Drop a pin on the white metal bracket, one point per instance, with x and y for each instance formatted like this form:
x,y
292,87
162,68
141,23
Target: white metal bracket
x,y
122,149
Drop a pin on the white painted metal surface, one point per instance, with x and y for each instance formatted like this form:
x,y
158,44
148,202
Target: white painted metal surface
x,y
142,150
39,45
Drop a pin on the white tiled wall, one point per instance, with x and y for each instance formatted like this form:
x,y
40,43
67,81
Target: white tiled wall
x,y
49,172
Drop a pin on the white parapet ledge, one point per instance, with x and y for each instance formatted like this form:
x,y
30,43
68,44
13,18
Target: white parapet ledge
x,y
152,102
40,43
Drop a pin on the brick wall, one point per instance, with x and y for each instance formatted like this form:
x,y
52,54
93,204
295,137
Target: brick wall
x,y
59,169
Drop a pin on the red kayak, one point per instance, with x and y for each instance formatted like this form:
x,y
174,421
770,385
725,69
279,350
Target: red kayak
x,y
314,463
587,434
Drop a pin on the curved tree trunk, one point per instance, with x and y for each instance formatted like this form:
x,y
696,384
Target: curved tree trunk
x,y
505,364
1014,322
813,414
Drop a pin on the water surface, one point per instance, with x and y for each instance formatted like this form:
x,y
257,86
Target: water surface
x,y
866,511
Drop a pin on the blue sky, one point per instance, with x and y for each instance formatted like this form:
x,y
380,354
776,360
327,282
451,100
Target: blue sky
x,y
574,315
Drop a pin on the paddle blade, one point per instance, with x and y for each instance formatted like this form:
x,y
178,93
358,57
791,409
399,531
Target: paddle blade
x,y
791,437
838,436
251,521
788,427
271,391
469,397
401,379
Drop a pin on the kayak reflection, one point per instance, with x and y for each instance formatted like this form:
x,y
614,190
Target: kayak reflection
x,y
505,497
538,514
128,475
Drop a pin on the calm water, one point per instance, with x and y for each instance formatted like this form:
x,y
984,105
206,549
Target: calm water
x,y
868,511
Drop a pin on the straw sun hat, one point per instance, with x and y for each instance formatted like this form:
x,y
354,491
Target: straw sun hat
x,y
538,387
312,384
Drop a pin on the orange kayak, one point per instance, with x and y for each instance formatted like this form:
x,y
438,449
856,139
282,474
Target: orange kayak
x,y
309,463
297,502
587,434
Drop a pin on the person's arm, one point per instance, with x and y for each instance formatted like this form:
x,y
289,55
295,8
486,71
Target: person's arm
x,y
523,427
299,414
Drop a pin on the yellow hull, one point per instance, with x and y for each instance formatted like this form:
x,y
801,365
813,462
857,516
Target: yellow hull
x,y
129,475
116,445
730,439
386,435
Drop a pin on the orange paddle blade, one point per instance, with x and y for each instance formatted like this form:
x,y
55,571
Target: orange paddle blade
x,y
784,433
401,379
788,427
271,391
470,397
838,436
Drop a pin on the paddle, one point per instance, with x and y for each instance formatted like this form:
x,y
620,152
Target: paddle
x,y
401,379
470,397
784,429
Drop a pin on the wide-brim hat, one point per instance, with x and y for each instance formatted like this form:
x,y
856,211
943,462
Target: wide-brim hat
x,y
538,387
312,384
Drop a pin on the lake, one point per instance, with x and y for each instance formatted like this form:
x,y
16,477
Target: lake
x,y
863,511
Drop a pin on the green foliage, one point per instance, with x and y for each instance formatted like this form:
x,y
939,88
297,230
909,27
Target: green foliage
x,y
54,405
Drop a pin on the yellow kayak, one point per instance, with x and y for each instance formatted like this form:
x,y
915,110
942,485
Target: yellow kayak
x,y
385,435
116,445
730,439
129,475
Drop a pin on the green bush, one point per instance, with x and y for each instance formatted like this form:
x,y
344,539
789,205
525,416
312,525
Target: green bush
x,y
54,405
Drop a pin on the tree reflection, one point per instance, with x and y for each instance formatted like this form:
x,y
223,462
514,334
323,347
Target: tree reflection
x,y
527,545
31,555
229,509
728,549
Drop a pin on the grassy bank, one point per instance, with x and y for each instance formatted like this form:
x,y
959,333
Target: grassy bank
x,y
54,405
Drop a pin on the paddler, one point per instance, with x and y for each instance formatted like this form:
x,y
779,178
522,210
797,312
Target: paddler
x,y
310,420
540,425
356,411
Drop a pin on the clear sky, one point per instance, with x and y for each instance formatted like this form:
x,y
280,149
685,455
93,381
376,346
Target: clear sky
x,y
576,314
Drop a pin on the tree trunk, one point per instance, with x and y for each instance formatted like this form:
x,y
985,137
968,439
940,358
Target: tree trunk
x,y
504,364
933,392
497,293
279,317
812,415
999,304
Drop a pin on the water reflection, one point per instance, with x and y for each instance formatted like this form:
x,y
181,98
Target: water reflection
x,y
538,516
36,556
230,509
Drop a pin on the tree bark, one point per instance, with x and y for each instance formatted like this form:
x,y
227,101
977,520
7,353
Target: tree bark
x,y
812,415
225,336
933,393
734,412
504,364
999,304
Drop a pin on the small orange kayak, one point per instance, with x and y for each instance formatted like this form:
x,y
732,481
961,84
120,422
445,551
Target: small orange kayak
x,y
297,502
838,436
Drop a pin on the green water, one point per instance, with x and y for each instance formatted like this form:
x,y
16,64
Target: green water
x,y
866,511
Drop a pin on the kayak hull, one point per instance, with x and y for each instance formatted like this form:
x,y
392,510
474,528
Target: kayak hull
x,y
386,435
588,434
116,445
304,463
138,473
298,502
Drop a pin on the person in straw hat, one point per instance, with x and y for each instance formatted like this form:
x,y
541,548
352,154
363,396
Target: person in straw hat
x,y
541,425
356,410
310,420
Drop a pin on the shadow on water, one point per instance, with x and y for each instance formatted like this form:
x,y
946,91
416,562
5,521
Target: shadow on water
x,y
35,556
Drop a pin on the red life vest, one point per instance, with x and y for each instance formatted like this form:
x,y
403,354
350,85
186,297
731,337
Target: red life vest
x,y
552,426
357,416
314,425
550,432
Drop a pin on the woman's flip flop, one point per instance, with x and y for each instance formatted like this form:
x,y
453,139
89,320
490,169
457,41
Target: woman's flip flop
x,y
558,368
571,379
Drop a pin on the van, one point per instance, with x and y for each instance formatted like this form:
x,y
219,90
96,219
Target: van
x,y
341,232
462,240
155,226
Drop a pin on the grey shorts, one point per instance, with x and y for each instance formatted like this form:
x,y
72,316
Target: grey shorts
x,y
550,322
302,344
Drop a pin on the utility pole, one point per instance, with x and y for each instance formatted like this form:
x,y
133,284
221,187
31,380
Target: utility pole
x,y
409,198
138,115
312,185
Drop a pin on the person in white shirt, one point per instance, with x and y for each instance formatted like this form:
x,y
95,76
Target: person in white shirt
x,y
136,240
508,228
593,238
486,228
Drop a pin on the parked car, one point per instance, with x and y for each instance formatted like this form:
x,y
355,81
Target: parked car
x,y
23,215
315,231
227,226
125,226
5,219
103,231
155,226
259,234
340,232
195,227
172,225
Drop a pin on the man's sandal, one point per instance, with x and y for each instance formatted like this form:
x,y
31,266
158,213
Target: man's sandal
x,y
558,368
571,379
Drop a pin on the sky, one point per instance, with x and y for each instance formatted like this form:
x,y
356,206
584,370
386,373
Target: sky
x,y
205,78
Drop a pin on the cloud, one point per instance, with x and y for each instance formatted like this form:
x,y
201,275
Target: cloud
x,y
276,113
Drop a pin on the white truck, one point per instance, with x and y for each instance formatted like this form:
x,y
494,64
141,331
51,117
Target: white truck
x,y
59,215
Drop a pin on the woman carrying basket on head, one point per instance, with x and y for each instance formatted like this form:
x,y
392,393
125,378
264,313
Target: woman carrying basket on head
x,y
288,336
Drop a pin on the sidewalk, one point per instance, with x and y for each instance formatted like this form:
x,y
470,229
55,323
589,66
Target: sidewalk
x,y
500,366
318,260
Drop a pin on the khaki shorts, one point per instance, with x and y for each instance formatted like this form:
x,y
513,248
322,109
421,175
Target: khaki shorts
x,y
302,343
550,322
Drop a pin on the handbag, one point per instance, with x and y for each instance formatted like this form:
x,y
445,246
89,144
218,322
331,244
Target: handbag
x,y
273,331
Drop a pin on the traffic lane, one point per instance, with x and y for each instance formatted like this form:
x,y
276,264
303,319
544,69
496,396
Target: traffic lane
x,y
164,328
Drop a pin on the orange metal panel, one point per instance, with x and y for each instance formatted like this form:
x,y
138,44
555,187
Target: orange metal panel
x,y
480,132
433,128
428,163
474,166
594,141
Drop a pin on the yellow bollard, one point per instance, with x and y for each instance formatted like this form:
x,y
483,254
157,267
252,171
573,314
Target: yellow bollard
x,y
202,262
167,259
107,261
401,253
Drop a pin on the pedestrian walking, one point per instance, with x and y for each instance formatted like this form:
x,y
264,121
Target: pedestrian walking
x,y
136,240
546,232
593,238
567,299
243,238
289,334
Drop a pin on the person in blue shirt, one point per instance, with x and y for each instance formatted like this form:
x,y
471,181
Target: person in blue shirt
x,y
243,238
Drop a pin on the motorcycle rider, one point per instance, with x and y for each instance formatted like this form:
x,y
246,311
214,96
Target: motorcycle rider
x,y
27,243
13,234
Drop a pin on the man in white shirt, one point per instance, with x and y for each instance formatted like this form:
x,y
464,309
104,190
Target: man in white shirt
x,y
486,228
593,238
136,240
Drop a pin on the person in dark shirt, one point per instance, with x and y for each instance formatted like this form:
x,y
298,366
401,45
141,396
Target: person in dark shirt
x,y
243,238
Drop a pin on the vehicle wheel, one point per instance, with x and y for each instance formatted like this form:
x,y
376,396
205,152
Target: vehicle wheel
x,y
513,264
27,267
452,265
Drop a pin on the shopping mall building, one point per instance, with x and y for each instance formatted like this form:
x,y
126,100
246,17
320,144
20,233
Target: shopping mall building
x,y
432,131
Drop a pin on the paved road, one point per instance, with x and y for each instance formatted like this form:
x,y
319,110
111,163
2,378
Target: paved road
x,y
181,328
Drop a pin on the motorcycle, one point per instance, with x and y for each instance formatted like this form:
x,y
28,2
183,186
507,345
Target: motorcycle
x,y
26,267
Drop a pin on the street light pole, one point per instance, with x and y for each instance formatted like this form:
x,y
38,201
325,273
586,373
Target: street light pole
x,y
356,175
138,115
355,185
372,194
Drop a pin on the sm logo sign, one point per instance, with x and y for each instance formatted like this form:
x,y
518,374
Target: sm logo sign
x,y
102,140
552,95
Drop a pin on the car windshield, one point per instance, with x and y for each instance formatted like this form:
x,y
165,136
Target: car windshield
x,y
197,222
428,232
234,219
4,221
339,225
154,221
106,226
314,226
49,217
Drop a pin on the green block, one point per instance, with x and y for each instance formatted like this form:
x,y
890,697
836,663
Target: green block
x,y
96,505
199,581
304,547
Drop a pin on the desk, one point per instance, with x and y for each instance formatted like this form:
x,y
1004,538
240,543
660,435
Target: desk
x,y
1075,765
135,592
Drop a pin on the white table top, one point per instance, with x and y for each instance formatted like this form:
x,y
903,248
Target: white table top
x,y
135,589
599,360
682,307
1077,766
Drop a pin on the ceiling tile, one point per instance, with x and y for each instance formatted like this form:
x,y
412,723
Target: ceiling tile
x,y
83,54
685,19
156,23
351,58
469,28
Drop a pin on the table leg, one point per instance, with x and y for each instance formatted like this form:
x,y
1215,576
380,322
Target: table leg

→ **PROBLEM REQUIREMENTS**: Please quote nothing but the lines from the line with "Drop a pin on the sm logo" through the end of the data above, exactly as written, ends included.

→ **SOLVED EXERCISE**:
Drop a pin on the sm logo sign, one point per instance, with x and y for each instance formatted like this form:
x,y
518,374
Target: sm logo sign
x,y
102,140
552,95
Drop a pin on the car windshield, one point per instance, with x and y for each instance formatted like this form:
x,y
165,136
Target: car windshield
x,y
197,222
428,232
234,219
4,221
339,225
154,221
106,226
314,226
49,217
Drop a pin on the green block, one point per instance, with x and y for each instance formatted like this form:
x,y
890,697
836,663
Target: green block
x,y
96,505
199,581
304,547
Drop a pin on the desk, one point per instance, with x and y for each instance formatted like this form:
x,y
1004,538
240,543
660,435
Target: desk
x,y
1075,765
135,592
Drop a pin on the white table top, one point per instance, with x and y for each instance formatted like this form:
x,y
903,248
Target: white table top
x,y
135,589
599,360
682,307
1077,766
Drop a pin on the ceiling tile, one point per instance, with x and y for each instance formatted like this form:
x,y
412,723
Target: ceiling tile
x,y
83,54
685,19
156,23
351,58
469,28
Drop a pin on the table leg, one point per instance, with x and y for each instance formatted like this form:
x,y
1215,576
380,322
Target: table leg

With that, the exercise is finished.